• SUPPLIED ENTRIES:
::::::

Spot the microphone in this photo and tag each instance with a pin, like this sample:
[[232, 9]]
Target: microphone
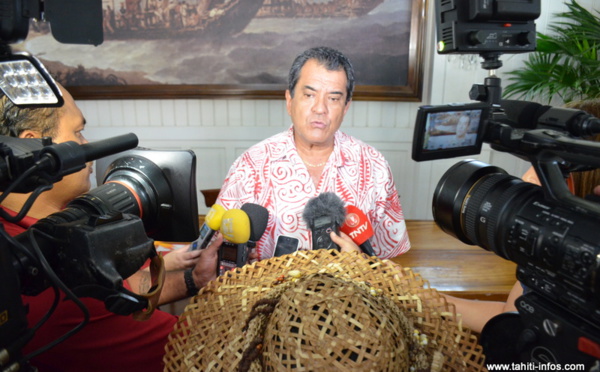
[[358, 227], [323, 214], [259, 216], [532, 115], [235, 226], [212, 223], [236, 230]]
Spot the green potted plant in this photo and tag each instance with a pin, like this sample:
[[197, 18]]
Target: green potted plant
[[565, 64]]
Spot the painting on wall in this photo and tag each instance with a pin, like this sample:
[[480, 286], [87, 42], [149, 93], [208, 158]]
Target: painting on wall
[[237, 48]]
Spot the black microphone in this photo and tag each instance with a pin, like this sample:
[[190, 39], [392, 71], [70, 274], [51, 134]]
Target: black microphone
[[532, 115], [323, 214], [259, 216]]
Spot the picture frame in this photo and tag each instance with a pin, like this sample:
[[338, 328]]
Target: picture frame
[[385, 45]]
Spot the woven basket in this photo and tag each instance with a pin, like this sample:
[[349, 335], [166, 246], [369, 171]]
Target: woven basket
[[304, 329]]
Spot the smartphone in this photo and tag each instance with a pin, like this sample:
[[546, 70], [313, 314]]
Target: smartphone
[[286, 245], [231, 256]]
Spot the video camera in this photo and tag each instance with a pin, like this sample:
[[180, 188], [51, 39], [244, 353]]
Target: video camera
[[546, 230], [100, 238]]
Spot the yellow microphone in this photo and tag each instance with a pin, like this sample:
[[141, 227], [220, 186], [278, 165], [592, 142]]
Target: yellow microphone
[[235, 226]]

::::::

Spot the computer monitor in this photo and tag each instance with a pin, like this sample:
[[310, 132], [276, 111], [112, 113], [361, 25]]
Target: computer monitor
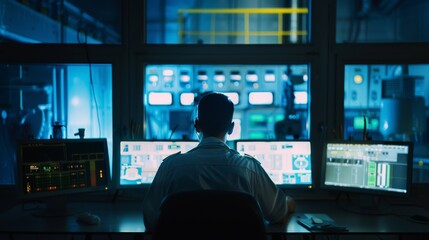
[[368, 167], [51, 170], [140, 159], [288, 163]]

::::::

• TASK DIRECTIONS:
Swap "photo" for "image" in the entries, starting at the line that contains "Spot the microphone" and ending at the line that contains "[[286, 245], [231, 256]]", with everything else unchanged. Leave the pictures out.

• ANSWER BELOW:
Spot the microphone in this image and tag each instance with a pin, like this sample:
[[232, 9]]
Target: microphone
[[358, 227], [323, 214], [259, 216], [532, 115], [235, 226], [212, 223], [236, 230]]
Spot the green potted plant in this image and tag each instance with a pin, like this sample:
[[197, 18]]
Target: green potted plant
[[565, 64]]
Spot the painting on wall in this image and tag each instance with a pin, like this sample:
[[480, 286], [87, 42], [149, 93], [208, 158]]
Target: painting on wall
[[237, 48]]
Spot the black microphone in this image and tag each instance with a pin, like this sample:
[[190, 39], [392, 71], [70, 274], [51, 134]]
Target: black microphone
[[532, 115], [323, 214], [259, 216]]
Spot the picture frame in this image and tag each instance with a pin, like this sample:
[[338, 328]]
Target: picture frame
[[385, 45]]
Spot the woven basket in this image and tag each instance with a pin, like this sample:
[[349, 335], [166, 246], [369, 171]]
Target: woven basket
[[304, 329]]
Spot the smartphone in this image and tag each instance with a pin, like this sample:
[[546, 70], [313, 314]]
Target: smartphone
[[286, 245], [231, 256]]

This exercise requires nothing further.